**Exercise directions:** All lines after the one containing "Mark one point per instance of the sweaty" are needed, along with that line itself. Please repeat them exactly through the end of the entries.

Referring expression data:
╭──
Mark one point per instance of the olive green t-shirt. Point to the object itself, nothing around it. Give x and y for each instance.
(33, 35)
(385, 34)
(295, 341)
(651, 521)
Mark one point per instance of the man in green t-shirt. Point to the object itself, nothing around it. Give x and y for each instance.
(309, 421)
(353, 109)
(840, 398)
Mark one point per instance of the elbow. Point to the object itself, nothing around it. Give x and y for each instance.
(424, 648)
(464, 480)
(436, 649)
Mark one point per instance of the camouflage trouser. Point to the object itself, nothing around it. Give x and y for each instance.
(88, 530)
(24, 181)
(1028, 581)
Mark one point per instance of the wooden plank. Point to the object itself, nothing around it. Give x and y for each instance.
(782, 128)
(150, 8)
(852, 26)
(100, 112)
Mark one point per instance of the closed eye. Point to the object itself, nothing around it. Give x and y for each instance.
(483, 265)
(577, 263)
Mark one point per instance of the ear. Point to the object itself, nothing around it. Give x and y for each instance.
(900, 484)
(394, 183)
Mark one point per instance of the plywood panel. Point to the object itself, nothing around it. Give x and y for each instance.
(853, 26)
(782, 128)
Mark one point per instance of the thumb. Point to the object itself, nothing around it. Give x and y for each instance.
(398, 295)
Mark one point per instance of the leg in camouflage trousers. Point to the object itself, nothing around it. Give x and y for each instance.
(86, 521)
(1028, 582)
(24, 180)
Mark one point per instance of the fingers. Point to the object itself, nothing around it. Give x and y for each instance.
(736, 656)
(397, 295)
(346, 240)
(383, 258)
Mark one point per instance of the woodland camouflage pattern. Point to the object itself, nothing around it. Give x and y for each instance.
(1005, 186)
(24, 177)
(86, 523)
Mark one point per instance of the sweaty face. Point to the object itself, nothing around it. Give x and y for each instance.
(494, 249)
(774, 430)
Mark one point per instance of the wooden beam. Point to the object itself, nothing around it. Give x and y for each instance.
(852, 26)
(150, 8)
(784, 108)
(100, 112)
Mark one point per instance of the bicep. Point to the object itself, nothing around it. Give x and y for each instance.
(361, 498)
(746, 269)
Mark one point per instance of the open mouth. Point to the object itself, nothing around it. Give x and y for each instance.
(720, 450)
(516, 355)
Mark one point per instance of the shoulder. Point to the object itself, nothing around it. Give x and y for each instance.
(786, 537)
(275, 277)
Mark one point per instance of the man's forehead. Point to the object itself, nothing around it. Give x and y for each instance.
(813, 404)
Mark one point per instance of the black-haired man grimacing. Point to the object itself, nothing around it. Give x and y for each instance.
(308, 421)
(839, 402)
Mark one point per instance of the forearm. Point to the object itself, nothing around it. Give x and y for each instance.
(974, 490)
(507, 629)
╰──
**Answer box:**
Mark one point per instance of the sweaty face. Point to the object itself, nothing around it. Give x and y for each instance.
(494, 249)
(774, 430)
Mark one point per instance of the wooden beam. Point to the object itself, nothing around it. Give x and y for each instance.
(852, 26)
(150, 8)
(784, 108)
(100, 112)
Mark one point per instance of the bicep. Point to the object itself, nothing around it. Give x and y for each instance.
(361, 498)
(746, 269)
Mark one point per instance of the open mouth. Point to the object itself, nothing around it. Give x and y for each instance.
(720, 450)
(516, 355)
Mark one point per instance of the shoulder. Point to the object itself, nothing around it. Give x and y for each instance.
(786, 537)
(275, 277)
Mark one point per instance of the man's forehead. Point to the object itself, nothing around it. Give x and y for each instance.
(813, 404)
Mark one point per instance of the black-haired man grimacing. Point to the object itself, nothing around it. Give x and y for each instance.
(308, 421)
(839, 402)
Mark one point per instance of the forearm. Point to the object itself, nothing around it. Give x and y for each instance.
(974, 490)
(507, 629)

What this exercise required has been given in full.